TASK REQUIREMENTS — Please return the listing exactly as it stands, skipping any pictures.
-.-.-
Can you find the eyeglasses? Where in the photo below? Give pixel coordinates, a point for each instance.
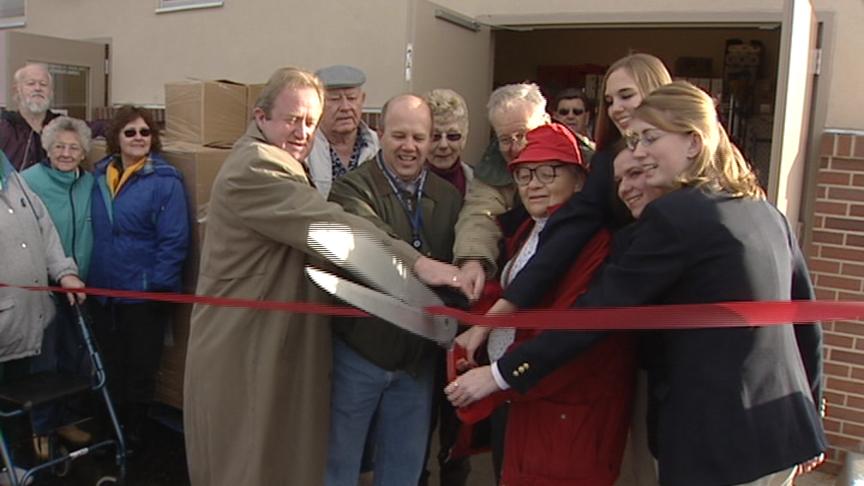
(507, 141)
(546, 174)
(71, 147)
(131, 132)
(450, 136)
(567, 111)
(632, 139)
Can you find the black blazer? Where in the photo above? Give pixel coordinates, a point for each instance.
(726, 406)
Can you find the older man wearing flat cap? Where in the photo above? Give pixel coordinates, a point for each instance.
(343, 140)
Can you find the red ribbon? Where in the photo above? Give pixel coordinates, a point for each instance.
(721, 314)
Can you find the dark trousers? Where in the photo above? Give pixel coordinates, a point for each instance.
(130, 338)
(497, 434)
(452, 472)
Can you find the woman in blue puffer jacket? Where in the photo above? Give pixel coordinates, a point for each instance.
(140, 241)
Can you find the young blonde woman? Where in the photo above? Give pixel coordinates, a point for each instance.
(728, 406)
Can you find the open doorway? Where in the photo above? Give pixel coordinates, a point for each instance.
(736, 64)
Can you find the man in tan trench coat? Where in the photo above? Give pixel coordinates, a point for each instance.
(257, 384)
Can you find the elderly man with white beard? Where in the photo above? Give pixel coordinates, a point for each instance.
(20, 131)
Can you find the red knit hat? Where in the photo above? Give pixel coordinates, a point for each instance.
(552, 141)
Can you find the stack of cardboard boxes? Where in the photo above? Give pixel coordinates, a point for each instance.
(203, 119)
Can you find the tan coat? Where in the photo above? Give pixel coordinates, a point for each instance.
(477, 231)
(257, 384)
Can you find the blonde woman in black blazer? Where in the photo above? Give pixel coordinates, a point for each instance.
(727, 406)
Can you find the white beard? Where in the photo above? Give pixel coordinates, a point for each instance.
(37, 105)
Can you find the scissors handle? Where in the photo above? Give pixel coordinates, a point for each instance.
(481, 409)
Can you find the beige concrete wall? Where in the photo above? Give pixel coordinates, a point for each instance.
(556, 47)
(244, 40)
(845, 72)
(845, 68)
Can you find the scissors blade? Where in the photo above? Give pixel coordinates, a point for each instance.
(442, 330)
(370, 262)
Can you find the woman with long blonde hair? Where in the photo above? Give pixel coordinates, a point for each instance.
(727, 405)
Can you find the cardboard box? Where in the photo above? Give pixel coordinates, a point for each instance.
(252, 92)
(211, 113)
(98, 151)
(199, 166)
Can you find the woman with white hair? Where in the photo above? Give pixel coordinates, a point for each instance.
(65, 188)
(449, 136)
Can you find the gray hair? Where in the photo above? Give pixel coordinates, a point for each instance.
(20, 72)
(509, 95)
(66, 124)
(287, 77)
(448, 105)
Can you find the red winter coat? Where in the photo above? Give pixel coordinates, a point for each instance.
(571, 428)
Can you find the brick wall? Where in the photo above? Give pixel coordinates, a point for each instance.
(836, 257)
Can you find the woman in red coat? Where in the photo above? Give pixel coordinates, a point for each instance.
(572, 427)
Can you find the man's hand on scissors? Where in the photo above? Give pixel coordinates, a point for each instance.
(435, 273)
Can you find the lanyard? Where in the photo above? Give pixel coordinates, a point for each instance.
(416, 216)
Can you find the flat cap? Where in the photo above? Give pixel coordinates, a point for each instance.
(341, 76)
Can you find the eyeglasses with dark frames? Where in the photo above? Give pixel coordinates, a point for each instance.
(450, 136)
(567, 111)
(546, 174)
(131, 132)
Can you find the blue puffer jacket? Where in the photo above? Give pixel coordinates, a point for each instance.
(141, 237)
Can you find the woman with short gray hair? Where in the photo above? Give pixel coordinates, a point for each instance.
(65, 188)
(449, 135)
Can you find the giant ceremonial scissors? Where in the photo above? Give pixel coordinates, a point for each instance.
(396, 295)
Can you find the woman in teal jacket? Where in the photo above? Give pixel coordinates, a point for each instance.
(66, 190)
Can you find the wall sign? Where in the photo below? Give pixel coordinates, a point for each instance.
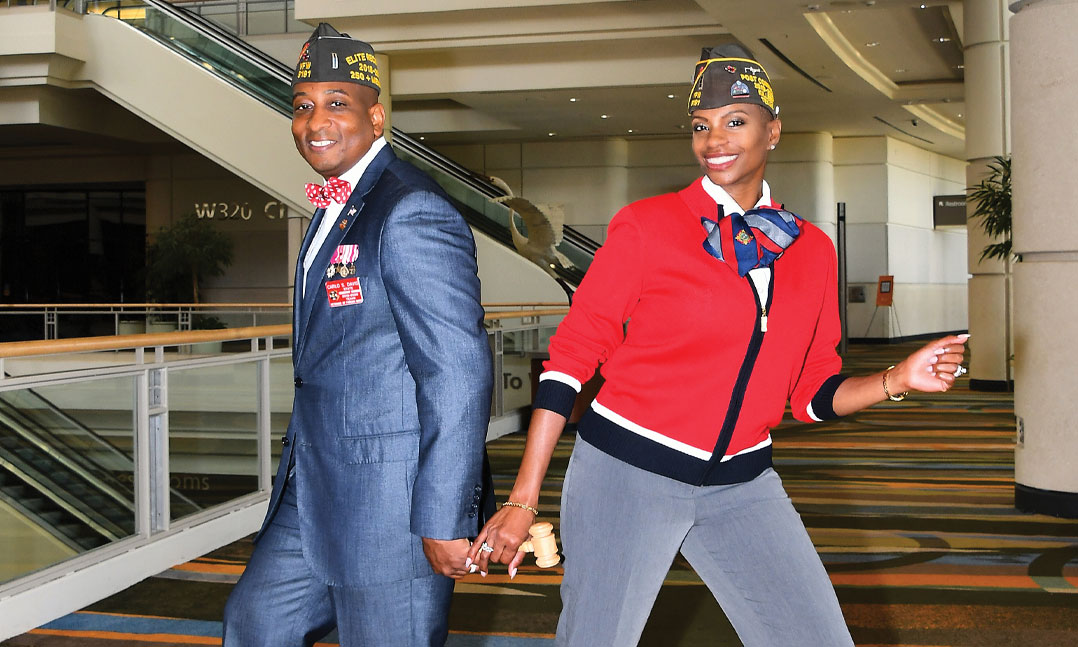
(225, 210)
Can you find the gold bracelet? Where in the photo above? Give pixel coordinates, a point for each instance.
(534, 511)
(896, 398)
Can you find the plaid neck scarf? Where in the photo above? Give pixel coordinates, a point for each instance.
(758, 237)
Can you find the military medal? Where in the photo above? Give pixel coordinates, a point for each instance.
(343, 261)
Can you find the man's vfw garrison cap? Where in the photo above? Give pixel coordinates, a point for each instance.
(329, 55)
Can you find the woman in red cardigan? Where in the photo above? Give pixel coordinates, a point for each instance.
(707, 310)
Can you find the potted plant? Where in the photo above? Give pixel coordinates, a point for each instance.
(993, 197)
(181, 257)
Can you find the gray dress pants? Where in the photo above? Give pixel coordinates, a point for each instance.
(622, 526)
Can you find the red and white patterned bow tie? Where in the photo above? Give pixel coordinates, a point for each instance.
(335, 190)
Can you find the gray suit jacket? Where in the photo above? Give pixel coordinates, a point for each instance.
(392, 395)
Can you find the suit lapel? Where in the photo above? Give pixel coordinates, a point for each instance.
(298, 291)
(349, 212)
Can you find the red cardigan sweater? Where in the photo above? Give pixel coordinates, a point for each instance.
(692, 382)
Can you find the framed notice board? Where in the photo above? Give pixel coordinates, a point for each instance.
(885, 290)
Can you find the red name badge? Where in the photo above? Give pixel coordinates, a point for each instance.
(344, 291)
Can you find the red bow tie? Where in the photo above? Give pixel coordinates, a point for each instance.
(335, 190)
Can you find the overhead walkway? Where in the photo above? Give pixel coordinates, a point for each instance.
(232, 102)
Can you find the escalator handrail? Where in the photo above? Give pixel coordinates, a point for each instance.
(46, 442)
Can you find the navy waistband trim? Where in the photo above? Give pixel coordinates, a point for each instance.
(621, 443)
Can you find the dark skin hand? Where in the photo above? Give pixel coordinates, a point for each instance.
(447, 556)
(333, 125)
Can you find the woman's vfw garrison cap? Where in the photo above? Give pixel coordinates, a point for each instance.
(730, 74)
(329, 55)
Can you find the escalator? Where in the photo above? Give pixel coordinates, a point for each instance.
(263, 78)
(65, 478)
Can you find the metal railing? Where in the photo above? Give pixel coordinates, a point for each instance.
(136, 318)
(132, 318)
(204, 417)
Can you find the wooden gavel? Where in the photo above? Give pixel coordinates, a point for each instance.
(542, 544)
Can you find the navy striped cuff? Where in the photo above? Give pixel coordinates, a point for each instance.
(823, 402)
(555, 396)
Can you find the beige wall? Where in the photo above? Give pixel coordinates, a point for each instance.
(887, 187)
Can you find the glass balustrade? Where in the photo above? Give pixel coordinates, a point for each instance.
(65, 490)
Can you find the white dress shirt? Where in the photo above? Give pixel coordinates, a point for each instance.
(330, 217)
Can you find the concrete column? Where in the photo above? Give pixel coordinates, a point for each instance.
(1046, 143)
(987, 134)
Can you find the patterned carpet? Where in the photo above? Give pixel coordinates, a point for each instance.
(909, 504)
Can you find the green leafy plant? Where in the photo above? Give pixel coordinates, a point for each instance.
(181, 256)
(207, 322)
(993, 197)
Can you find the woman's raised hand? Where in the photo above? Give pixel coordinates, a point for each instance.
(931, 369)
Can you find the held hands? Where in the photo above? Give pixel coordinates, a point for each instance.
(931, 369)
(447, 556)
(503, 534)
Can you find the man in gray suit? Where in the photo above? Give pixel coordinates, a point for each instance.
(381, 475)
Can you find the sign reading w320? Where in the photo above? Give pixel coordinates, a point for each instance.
-.-.-
PROBLEM SOLUTION —
Can you find the eyeglasses? Where in the photo below? Give pixel coordinates, a point for each instance.
(507, 141)
(546, 174)
(71, 147)
(131, 132)
(450, 136)
(567, 111)
(632, 139)
Can you find the black blazer? Where in the photo above? Give pixel coordinates, a point for each instance.
(726, 406)
Can you find the older man wearing flat cap? Where in the photo above? Give pixel coordinates, a point for each instance.
(343, 140)
Can you find the red ribbon? Where in the photo above? Give pixel coordinates, a point for each instance.
(721, 314)
Can you find the dark trousers? Where in the photo above? Give pixel coordinates, a point for each instance.
(130, 338)
(497, 434)
(452, 472)
Can you find the woman in blue puffer jacket? Where in the photo above? Give pixel coordinates, a point for each instance.
(140, 241)
Can you find the young blonde woman? Where in the photo above? Give pixel coordinates, a point for each instance.
(728, 406)
Can you find the open doorway? Where in the photo above? Give pixel coordinates, a point for each instance.
(736, 64)
Can you find the man in tan trench coat? Where in the photo above? Give pixel coordinates, a point for each instance.
(257, 384)
Can you find the elderly man with white beard? Where in the photo above? Give pixel coordinates, a point for each instance.
(20, 131)
Can you find the red knit hat? Where in the photo above? Give pixel coordinates, a point for each instance.
(552, 141)
Can you find the stack of cardboard boxes? Where in the photo above? Give pixel coordinates, a point for each instance.
(203, 119)
Can you find the tan coat? Where in the photo above? Give pixel coordinates, a point for each instance.
(477, 231)
(257, 384)
Can you find the blonde woman in black blazer? Where in the photo above? Give pixel coordinates, a point for each instance.
(727, 406)
Can you find the white beard? Where in the photo above? Give pixel coordinates, a point for each instance.
(37, 105)
Can you find the scissors handle? Where in the photo above? Give pixel coordinates, a point for each instance.
(481, 409)
Can you find the beige concrete wall? Where in the photo above? Give pixel coordinates, a point for each instance.
(556, 47)
(244, 40)
(845, 72)
(845, 68)
Can you find the scissors blade? Where in the photo above? Give pixel coordinates, a point for each instance.
(442, 330)
(370, 262)
Can you find the woman with long blonde hair? Where in the photo above? Give pixel coordinates, a point for each instance.
(727, 405)
Can you find the cardboard box? Where in the photo above? Give pixel coordinates, a point for each instance.
(252, 92)
(211, 113)
(98, 151)
(199, 166)
Can you find the woman with white hair? Where in the photo above? Give pixel coordinates, a point for each instance.
(65, 188)
(449, 136)
Can you find the gray hair? Where in the photo above? Give pixel coordinates, a point for each instance.
(20, 72)
(509, 95)
(66, 124)
(287, 77)
(448, 105)
Can you find the red winter coat? Where in the photo above? Give pixel coordinates, a point for each instance.
(571, 428)
Can you find the brick wall? Where in the photo above? Give pixel coordinates, a point for each instance.
(836, 257)
Can you find the woman in red coat? Where in the photo above? Give pixel coordinates, a point for each instance.
(572, 427)
Can you find the man's hand on scissors? Where in the photo above? Give pixel coordinates, a point for each instance.
(435, 273)
Can you find the lanyard? Where in the photo above? Give pixel coordinates, a point for each instance.
(416, 216)
Can you find the flat cap? Where in the photo above? Give pixel coordinates, a point for each instance.
(341, 76)
Can you find the eyeglasses with dark frames? Where in the photo above? Give pixel coordinates, a point for each instance.
(450, 136)
(567, 111)
(546, 174)
(131, 132)
Can you find the blue puffer jacket? Where in the photo above? Give pixel coordinates, a point for each instance.
(141, 237)
Can you find the woman with short gray hair? Where in the photo above? Give pixel coordinates, a point for each instance.
(65, 188)
(449, 135)
Can you find the giant ceremonial scissors? Where in the photo above? Give pixel coordinates, a point for each instance.
(396, 295)
Can you find the woman in teal jacket? Where in the photo above? Give pixel coordinates, a point for each instance.
(66, 190)
Can you find the wall sign? Where in the photo below? Give pixel coordinates, a point for each instance.
(225, 210)
Can you find the gold bracelet? Where in the photo above? Give pixel coordinates, a point for each instance.
(534, 511)
(896, 398)
Can you find the plaid neck scarf? Where in the photo above? Give pixel coordinates, a point for each instance.
(758, 237)
Can you find the military medal? Where in the photo above? Give pixel coordinates, a point for each instance.
(343, 261)
Can you find the man's vfw garrison cap? Where in the photo above? Give pixel coordinates, a point for each instance.
(329, 55)
Can you find the woman in red cardigan? Where in the photo above? Give pixel coordinates, a point for each instance.
(707, 310)
Can you find the potted plant? Where in the photo above? Give pixel coordinates, a point for each instance.
(993, 197)
(181, 257)
Can you find the gray dress pants? Where in the photo above? Give pixel coordinates, a point for each instance.
(622, 526)
Can you find the red and white patterned bow tie? Where in the photo above? Give pixel coordinates, a point for each instance.
(335, 190)
Can you find the gray suit jacket? Where in the photo above? Give pixel coordinates, a point for each instance.
(392, 395)
Can you find the suit lapel? Where in the photo above? Give pixel coordinates, a point for each instance.
(298, 291)
(349, 212)
Can you find the red cardigan sweater? Where in the photo above? Give pixel coordinates, a point for each instance.
(692, 382)
Can you find the framed notice board? Where in the photo above? Give pixel coordinates, a point for each instance.
(885, 290)
Can you find the red name badge? Where in the photo above? Give pixel coordinates, a point for each instance.
(344, 291)
Can you find the red bow tie? Where in the photo above? Give pixel coordinates, a point for each instance.
(335, 190)
Can you find the overhead walkway? Where in the photo above? Give pixel coordinates, a point for each instance.
(232, 102)
Can you find the escalator handrail? Where in the photo above? Give pixel coordinates, a point for each instance.
(46, 442)
Can you find the navy waistband trim? Where in the photo above? Give pixel coordinates, a point for each instance.
(621, 443)
Can you find the dark skin hand? Where in the photo above? Give pixel coordinates, a point for each instance.
(447, 556)
(333, 125)
Can you find the woman's vfw garrison cap? Where in the photo above? Give pixel coordinates, a point for each instance.
(730, 74)
(329, 55)
Can you find the escalator? Where in the photo above? Give pixel coordinates, a point for each instance.
(263, 78)
(65, 478)
Can you find the metal railing? Where in the photo above? Give pixel coordinates, a point for each instance.
(136, 318)
(132, 318)
(204, 417)
Can you find the wooden gavel? Where in the photo above? Give pixel coordinates, a point for each instance.
(542, 544)
Can you find the navy striped cuff? Where in the photo above? Give pixel coordinates, a point for each instance.
(823, 402)
(555, 396)
Can you find the beige wall? Where in the photo above? Give pixel coordinates, a point for each instance.
(887, 187)
Can you find the glass balustrade? Where in the photo above? Give pixel coordinates, a point for each instance.
(65, 490)
Can you find the white dress shirt? Where in the photo above? Give pixel coordinates, a point for each instance.
(330, 217)
Can you find the concrete column? Where in the photo above? Give pixel coordinates, a point for each instance.
(1046, 143)
(987, 134)
Can you find the patterned carpet? Where in the photo above? Give pixel coordinates, a point for each instance.
(909, 504)
Can you find the green leafy plant? Where in the photo above? Give pixel coordinates, a point for each instance.
(181, 256)
(207, 322)
(993, 197)
Can you find the woman's raised hand? Where in the photo above? Give pixel coordinates, a point for each instance.
(931, 369)
Can you find the held hands? Where in the photo above? Give pixel coordinates, a point for each instance.
(931, 369)
(447, 556)
(503, 534)
Can you find the man in gray suit? Where in the photo above? Give pixel coordinates, a point for each instance.
(381, 475)
Can you find the sign reading w320? Where in the photo above? Give pixel coordinates, a point for each instance.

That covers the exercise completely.